----- Source text -----

Russia wanted to acquire all Polish lands. Russia wanted to set up a Polish Kingdom within its lands that would nominally be its own state, but in reality would be loyal to the Russian Tsar. Poland would be given a certain level of autonomy, but would essentially be a puppet state. In return for guaranteeing all Polish lands, Prussia wanted to acquire all of the German State of Saxony.

Although Prussia and Russia were happy to approve of these concessions, the other parties of the Congress were not. Britain, France, and Austria all felt threatened by Prussia and Russia’s power plays for land. They had to stop it. As a result France, Britain, and Austria all agreed they would go to war if the Russian/Prussian plan went into effect. Russia and Prussia got word of the designs of their opposition. Prussia and Russia blinked. A new deal was structured to maintain the hard won peace in Europe. Russia received most of Polish lands and establish Congress Poland, and autonomous state that accepted Tsar Alexander I of Russia as its ruler. Prussia received 40% of Saxony. It is important to notice Britain’s role in the negotiations. Britain had emerged as the strongest power on the continent after the war, but had been drained of many resources from fighting. In fact none of the countries on Europe were ready to go to war over Poland and Saxony. Britain had to ensure the balance of power in Europe to ensure its own safety. Britain bluffed the Russians and Prussians into believing war was an option.

-----

Objective 1 =>
Translate this sentence from the passage on Poland and Saxony into French: "Britain had to ensure the balance of power in Europe to ensure its own safety."
Objective 2 =>
According to the passage on Poland and Saxony, which three powers agreed they would go to war if the Russian/Prussian plan went into effect?
Objective 3 =>
Write out the section of the passage on Poland and Saxony that begins at the words "Russia wanted to acquire all Polish" and stops after "State of Saxony.".

----- Record extracts -----

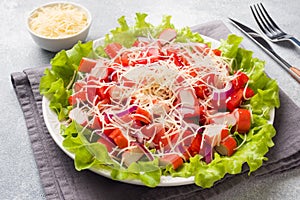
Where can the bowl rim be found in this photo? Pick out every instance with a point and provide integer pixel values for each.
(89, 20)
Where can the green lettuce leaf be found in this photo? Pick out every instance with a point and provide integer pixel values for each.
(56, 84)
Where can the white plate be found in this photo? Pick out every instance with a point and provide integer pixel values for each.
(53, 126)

-----
----- Record extracts -----

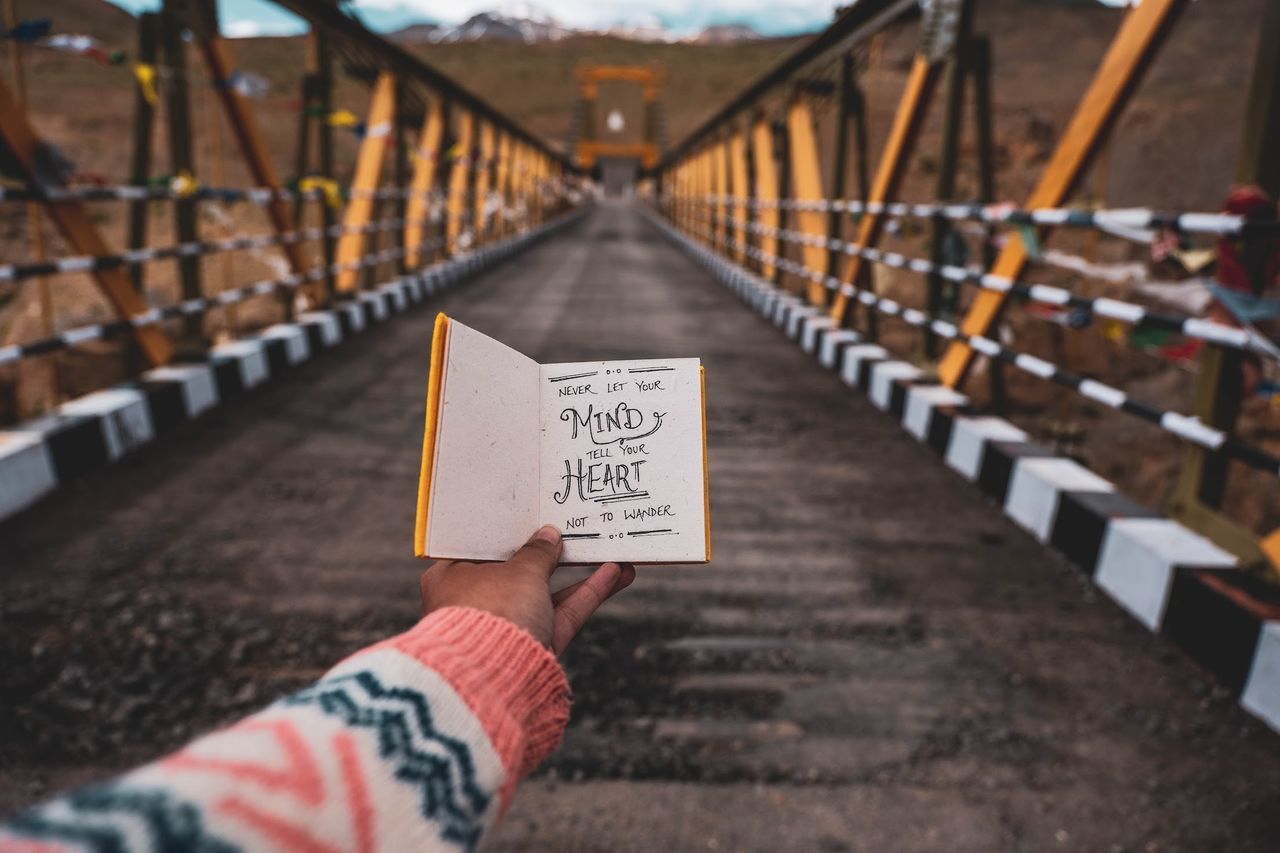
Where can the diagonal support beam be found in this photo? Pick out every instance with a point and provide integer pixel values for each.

-----
----- Record extracts -----

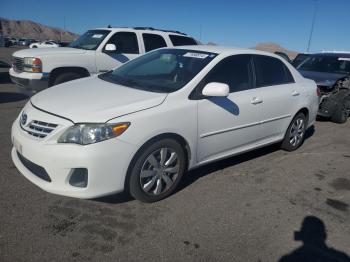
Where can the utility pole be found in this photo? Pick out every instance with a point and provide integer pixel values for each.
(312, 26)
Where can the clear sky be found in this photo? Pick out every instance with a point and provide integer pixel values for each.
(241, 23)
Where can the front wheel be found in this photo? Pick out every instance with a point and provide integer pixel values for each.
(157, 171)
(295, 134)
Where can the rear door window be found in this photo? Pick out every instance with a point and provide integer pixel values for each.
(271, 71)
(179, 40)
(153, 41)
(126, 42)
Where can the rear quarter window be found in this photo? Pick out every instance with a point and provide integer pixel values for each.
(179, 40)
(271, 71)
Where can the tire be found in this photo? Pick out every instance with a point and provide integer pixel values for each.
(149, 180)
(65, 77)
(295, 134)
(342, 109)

-----

Full solution 1 =>
La Grande-Bretagne devait garantir l'équilibre des puissances en Europe afin d'assurer sa propre sécurité.

Full solution 2 =>
France, Britain, and Austria.

Full solution 3 =>
Russia wanted to acquire all Polish lands. Russia wanted to set up a Polish Kingdom within its lands that would nominally be its own state, but in reality would be loyal to the Russian Tsar. Poland would be given a certain level of autonomy, but would essentially be a puppet state. In return for guaranteeing all Polish lands, Prussia wanted to acquire all of the German State of Saxony.